■ Excerpted passage ■
_ _ _
The History of the Standard Oil Company by Ida M. Tarbell
3. As to Number 3, the insufficiency of my estimate.
3350 words | Chapter 9
The items which enter into such an estimate are pure and simple.
There has been but one omission, and that is malicious mischief or
deviltry, and this item is so uncertain that, without a more
intimate acquaintance with “Vidi” and his supporters, I could not
undertake to estimate it.
I have put coal at five dollars per ton or eighteen cents per
bushel, now worth five cents at Brady’s and eight at Pittsburg. Is
not this enough? I have allowed fifty per cent. greater consumption
at each station than has been estimated by others. I have allowed
$1,000 a year for each of two engine men at each station. Will
anyone say this is not sufficient? And I have, to be safe, estimated
the work down below the results given by any of the ordinary
hydraulic formula. It would be absurd to tell experienced pipe men
that oil cannot be pumped fifteen miles under 900 pounds pressure
through a four–inch pipe with a discharge of 5,000 barrels per day,
which is all that the estimate is based upon, and it allows
sixty-five days’ stoppage besides.
Please, gentlemen, let me alone. I have had enough of newspaper
controversy in former years. I am sick of it.
H. HAUPT.
At the same time that General Haupt was attacked the Pennsylvania
Transportation Company was criticised for bad management. A long letter
to the Derrick August 14, 1876, claimed that the company in the past had
been mismanaged; that the credit it asked could not be given safely;
that its management had been such that it had scarcely any business
left. Indeed this critic claimed that the last pipe-line organised, a
small line known as the Keystone, had during the last six months done
almost double the business of the Pennsylvania. Under the direction of
the Pennsylvania Railroad, it was believed, the Philadelphia papers
began to attack the plan. Their claim was that the charters under which
the Pennsylvania Transportation Company expected to operate would not
allow them to lay such a pipe-line. The opposition became such that the
New York papers began to take notice of it. The Derrick on September 16,
1876, copies an article from the New York Bulletin in which it is said
that the railroads and the Standard Oil Company, “now stand in
gladiatorial array, with shields poised and sword ready to deal the
cut.” An opposition began to arise, too, from farmers through whose
property an attempt was being made to obtain right of way. In Indiana
and Armstrong counties the farmers complained to the secretary of
internal affairs, saying that the company had no business to take their
property for a pipe-line. One of the common complaints of the farmers’
newspapers was that leakage from the pipes would spoil the springs of
water, curdle milk, and burn down barns. The matter assumed such
proportions that the secretary referred it to the attorney-general for a
hearing. In the meantime the Pennsylvania Transportation Company made
the most strenuous efforts to secure the right of way. A large number of
men were sent out to talk over the farmers into signing the leases. Hand
bills were distributed with an appeal to be generous and to free the oil
business from a monopoly that was crushing it. These same circulars told
the farmers that a monopoly had hired agents all along the route
misrepresenting the facts about their intentions. Mr. Harley, under the
excitement of the enterprise and the opposition it aroused, became a
public figure, and in October the New York Graphic gave a long interview
with him. In this interview Mr. Harley claimed that the pipe-line scheme
was gotten up to escape the Standard Oil monopoly. Litigation, he
declared, was all his scheme had to fear. “John D. Rockefeller,
president of the Standard monopoly,” he said, “is working against us in
the country newspapers, prejudicing the farmers and raising issues in
the courts, and seeking also to embroil us with other carrying lines.”
_ _ _
■ Provided records ■
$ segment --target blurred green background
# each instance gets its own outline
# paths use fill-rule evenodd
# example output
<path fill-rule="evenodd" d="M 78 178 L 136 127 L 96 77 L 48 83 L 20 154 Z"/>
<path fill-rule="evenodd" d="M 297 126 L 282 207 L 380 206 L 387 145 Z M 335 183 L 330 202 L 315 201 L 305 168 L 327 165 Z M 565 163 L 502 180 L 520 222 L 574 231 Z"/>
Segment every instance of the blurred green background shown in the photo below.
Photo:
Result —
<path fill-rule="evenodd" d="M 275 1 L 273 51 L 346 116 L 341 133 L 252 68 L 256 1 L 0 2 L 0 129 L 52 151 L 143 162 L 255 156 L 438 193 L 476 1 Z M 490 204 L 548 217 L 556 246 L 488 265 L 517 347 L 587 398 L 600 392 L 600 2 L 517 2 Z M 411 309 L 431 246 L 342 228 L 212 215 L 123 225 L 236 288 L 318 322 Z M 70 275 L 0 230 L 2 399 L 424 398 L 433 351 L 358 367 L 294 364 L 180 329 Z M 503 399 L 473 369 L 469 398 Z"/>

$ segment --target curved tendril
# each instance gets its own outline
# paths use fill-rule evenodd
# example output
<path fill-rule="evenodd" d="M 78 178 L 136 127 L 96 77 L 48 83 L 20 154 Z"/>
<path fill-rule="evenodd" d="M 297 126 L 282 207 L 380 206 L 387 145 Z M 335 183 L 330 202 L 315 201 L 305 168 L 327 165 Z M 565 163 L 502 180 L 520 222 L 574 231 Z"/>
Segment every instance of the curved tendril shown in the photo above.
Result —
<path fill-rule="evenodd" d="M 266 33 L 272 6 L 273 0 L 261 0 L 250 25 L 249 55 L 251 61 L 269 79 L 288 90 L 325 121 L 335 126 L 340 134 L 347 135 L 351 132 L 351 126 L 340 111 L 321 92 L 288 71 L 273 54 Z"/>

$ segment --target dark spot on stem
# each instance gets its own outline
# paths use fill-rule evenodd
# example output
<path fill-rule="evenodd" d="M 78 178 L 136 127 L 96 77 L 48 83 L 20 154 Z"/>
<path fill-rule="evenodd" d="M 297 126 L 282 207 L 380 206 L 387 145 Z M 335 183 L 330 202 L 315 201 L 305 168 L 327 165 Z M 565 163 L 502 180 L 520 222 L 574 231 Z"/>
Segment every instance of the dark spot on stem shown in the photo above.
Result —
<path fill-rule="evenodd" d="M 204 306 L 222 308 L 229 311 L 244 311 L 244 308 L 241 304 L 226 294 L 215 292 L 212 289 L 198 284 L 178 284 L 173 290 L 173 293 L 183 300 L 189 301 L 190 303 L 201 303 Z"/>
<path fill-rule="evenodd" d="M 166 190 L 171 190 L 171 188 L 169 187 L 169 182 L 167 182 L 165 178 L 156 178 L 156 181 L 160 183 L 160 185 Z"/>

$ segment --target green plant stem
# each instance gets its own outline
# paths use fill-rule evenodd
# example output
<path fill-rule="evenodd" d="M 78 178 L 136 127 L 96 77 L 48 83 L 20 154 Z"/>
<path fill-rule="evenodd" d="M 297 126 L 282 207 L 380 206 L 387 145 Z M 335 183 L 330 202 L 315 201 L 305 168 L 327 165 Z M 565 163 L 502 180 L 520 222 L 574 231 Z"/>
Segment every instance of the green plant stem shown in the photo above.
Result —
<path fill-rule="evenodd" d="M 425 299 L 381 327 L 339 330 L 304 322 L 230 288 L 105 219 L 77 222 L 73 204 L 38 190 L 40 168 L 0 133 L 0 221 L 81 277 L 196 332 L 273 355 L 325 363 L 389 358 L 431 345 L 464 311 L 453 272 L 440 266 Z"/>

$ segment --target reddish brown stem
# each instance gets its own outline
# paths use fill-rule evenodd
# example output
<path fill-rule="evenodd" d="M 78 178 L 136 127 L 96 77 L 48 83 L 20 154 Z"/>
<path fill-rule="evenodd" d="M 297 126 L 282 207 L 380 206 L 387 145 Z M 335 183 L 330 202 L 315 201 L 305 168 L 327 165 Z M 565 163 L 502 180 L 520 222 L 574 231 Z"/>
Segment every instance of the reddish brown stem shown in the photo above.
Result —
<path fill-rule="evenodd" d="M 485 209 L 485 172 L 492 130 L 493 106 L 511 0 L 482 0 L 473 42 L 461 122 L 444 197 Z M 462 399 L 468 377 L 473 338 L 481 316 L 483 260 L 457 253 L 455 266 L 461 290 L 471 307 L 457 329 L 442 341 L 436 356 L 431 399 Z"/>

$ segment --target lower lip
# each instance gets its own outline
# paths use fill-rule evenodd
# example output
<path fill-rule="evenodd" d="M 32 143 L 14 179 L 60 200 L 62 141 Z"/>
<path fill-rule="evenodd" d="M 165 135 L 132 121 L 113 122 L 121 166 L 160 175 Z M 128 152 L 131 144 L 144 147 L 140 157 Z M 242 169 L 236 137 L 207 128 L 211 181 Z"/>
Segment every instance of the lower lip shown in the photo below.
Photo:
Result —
_ _ _
■ Requests ■
A) List every newspaper that the Standard Oil excerpt names by title.
B) Repeat the Standard Oil excerpt word for word, starting with "I have put coal" and going on through "sick of it.".

■ In response ■
A)
the Derrick
the New York Bulletin
the New York Graphic

B)
I have put coal at five dollars per ton or eighteen cents per
bushel, now worth five cents at Brady’s and eight at Pittsburg. Is
not this enough? I have allowed fifty per cent. greater consumption
at each station than has been estimated by others. I have allowed
$1,000 a year for each of two engine men at each station. Will
anyone say this is not sufficient? And I have, to be safe, estimated
the work down below the results given by any of the ordinary
hydraulic formula. It would be absurd to tell experienced pipe men
that oil cannot be pumped fifteen miles under 900 pounds pressure
through a four–inch pipe with a discharge of 5,000 barrels per day,
which is all that the estimate is based upon, and it allows
sixty-five days’ stoppage besides.
Please, gentlemen, let me alone. I have had enough of newspaper
controversy in former years. I am sick of it.